[What is required]: Pick up the text on the condition of women in 'Umar's time after its final sentence and continue it.

[Text provided]:

---+---

Condition of Women in the time of 'Umar
Women in Arabia were the subject of much harsh treatment, and 'Umar had a special reputation for this failing of his race. Long before the revelation of the Quranic verse enjoining the seclusion of women, he urged that the females of the Prophet's household must observe seclusion. But it was not the seclusion that is in vogue now. 'Umar's own example shows that women did all necessary work. Once, it is recorded, a certain friend was putting up as a guest at his house and 'Umar's wife in person served the food. It was 'Umar again who placed the supervision of the market in the hands of a woman. Nay, during his reign, women actually enlisted and went to the theatre of war to tend the wounded, dress their wounds and do similar relief work. Some even participated in fighting. Women were also free to attend lectures, sermons and similar functions. Once when 'Umar delivered a sermon against the practice of settling large sums as dower-money, it was a woman who stood up and objected, saying: “O son of Khattab! How dare thou deprive us when God says in the Qur'an that even a heap of gold may be settled on the wife as dower?" Far from resenting this, 'Umar appreciated this courage of conviction and complimented the objector, saying: "The women of Madinah have more understanding than 'Umar." When as a Caliph he made education compulsory in Arabia, it was made so for both boys and girls. In short, consistently with the requirements of their household functions, women were seen side by side with men in almost every walk of life.

---+---

[Dataset content]:
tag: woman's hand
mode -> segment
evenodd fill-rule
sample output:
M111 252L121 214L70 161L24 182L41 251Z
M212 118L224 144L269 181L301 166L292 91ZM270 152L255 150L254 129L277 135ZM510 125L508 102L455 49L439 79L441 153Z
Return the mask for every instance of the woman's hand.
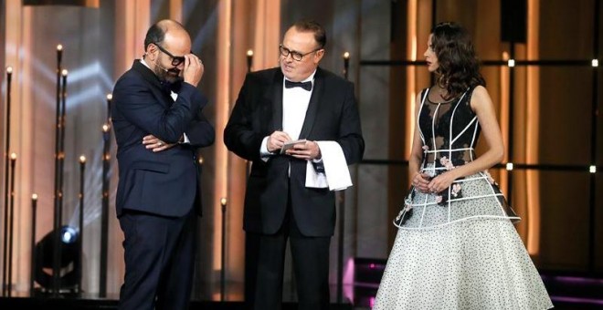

---+---

[Exercise output]:
Gradual abolition of slavery
It must be recorded as one of the greatest achievements of the Caliph that he took a very long step towards the abolition of slavery. With regard to Arabia, a definite order was issued that no Arab should be made a slave. This, in fact, was the first step towards total abolition. If later generations of Muslim kings had carried on this gradual reform, as originally intended in the Qur'an itself the institution would have been eradicated from among the Muslims twelve centuries ago. As a rule, only prisoners of war* were considered slaves, and the civil population was in no way interfered with. But the Caliph granted a great deal of freedom even to prisoners of war. For instance, the war prisoners of Egypt were all restored to their homeland and those of Manadhir were also set at large. In various treaties, whenever mention was made of security of life and property, it implied that the vanquished foe would not be converted into slaves. Notwithstanding these reforms, whatever number of slaves still existed, they were treated by Muslim soldiers as brothers.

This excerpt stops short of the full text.